Task instructions
In the Transform 2011 announcement below, why does LaRusso say that people interested in design and innovation in healthcare delivery should attend this year? Answer in one to three sentences.

Transform 2011 – Designing solutions. inspiring health.

The Transform Symposium has been called “life-changing” and “awe-inspiring,” with “a fantastic spectrum of speakers that inspire, motivate and spur you into action.” Attendees have said they “lived on Mayo Cloud Nine” for days afterward.

Transform 2011, beginning at 1 p.m. on Sept. 11, promises to top the events of the past two years. Transform is hosted by the Mayo Clinic, the world's largest and first integrated nonprofit medical practice, and the Mayo Clinic Center for Innovation, a multidisciplinary group within the Clinic focused on the experience and delivery of healthcare.

Nicholas F. LaRusso, M.D., medical director of the Mayo Clinic Center for Innovation, says everyone should attend Transform, regardless if they’ve attended before.

“In particular, people who are interested in design, design thinking and innovation as applied to the delivery of healthcare, should attend this year because of its focus on the power of design in transforming the experience and delivery of healthcare,” LaRusso says.

Segmentation mask data:
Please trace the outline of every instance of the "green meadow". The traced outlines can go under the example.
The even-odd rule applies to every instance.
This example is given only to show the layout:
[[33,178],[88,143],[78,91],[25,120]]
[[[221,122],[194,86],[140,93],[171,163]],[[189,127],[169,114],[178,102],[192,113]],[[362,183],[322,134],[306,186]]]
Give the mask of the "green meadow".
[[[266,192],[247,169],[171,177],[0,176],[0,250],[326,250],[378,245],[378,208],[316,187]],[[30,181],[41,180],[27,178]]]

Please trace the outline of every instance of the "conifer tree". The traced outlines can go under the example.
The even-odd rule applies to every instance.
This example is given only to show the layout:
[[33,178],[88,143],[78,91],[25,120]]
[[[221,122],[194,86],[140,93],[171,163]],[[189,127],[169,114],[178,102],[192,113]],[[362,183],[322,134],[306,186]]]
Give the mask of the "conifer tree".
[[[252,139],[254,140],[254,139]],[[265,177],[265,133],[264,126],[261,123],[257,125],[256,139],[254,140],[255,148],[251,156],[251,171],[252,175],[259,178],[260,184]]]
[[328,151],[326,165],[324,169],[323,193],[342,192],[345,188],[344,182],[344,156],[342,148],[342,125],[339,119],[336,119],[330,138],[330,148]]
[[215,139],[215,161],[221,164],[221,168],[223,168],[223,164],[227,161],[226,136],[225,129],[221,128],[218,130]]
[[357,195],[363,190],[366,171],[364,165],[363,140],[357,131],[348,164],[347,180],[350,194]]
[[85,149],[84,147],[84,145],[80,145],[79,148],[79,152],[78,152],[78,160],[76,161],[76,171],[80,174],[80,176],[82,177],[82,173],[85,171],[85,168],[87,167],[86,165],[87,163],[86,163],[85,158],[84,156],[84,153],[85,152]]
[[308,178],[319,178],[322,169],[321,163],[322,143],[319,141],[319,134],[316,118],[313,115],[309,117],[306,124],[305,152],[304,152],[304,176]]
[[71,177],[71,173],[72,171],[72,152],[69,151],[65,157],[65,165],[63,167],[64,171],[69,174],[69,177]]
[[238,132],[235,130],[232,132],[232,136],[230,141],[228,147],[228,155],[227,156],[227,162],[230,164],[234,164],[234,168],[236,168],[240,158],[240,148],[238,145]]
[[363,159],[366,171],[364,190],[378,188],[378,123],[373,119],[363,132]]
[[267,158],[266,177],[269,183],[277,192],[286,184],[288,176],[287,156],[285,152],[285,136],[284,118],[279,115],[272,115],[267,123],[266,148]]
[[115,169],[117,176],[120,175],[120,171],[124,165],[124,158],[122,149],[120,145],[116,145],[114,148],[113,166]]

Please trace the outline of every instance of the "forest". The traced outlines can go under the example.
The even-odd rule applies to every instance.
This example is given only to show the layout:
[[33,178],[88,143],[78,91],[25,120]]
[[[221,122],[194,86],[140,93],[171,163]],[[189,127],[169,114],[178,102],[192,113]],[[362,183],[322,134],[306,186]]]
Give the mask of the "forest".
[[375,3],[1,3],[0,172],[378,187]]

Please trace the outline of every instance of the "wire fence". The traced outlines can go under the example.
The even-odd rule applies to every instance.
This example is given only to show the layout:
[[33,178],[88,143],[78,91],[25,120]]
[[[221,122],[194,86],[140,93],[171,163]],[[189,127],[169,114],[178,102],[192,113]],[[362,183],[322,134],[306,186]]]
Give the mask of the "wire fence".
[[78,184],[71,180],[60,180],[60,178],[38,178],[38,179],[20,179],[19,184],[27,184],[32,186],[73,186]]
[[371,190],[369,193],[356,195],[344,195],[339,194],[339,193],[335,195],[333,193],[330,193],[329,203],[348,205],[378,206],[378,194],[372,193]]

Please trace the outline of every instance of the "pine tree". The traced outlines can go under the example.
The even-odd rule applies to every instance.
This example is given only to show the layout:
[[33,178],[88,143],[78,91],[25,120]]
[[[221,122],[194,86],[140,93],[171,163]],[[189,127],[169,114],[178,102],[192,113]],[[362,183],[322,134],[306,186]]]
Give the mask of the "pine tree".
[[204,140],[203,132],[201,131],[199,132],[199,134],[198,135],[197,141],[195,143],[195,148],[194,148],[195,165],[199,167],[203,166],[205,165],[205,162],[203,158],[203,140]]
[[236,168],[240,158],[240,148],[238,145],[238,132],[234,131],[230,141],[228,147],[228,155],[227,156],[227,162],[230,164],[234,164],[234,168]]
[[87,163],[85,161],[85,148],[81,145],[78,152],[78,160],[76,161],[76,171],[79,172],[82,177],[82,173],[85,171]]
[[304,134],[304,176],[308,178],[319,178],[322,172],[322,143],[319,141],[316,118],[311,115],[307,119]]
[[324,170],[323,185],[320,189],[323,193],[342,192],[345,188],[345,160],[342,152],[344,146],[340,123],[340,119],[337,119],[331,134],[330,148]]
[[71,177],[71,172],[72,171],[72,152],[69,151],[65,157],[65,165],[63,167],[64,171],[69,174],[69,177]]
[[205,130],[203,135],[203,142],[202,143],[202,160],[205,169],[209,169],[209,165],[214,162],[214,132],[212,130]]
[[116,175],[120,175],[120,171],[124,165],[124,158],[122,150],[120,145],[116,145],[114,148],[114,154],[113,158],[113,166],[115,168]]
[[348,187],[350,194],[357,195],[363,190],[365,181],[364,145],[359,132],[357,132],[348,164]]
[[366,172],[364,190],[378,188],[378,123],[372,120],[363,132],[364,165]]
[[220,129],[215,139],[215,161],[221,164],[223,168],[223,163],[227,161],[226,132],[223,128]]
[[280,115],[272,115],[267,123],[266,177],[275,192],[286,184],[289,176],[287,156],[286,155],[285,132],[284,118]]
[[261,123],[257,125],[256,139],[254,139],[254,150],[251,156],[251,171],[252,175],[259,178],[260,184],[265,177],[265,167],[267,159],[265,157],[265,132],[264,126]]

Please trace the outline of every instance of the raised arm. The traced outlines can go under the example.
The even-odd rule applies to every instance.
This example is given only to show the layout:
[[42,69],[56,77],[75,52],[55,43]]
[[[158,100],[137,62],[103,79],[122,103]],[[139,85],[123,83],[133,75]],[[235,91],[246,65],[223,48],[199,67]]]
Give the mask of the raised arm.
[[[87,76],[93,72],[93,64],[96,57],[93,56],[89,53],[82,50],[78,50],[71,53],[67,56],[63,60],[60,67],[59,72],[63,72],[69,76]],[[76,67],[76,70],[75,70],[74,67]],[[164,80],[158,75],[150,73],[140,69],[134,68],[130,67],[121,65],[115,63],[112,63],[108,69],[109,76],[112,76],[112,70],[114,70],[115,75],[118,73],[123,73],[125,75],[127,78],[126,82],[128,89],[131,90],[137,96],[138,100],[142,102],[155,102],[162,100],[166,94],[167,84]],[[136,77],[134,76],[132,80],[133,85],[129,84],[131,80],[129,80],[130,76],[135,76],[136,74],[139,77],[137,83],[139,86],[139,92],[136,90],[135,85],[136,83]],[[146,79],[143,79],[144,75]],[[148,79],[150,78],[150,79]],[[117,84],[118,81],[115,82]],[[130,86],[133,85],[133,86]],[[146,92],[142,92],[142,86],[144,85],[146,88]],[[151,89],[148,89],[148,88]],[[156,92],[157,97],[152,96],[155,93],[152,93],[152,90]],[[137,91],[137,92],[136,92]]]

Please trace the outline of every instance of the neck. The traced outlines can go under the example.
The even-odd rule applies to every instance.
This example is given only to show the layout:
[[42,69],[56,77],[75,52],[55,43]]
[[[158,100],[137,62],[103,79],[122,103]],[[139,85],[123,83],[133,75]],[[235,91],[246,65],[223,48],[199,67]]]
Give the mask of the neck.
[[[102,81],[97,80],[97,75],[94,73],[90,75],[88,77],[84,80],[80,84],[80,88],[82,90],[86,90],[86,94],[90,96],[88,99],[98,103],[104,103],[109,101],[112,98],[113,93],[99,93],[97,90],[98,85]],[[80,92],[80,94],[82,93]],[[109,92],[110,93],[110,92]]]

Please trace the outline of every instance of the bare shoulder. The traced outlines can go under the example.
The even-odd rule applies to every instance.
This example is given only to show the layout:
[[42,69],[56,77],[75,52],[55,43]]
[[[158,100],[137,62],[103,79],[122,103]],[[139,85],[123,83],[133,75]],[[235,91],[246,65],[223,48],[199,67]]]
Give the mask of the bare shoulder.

Your response
LaRusso says they should attend because this year's symposium focuses on the power of design in transforming the experience and delivery of healthcare.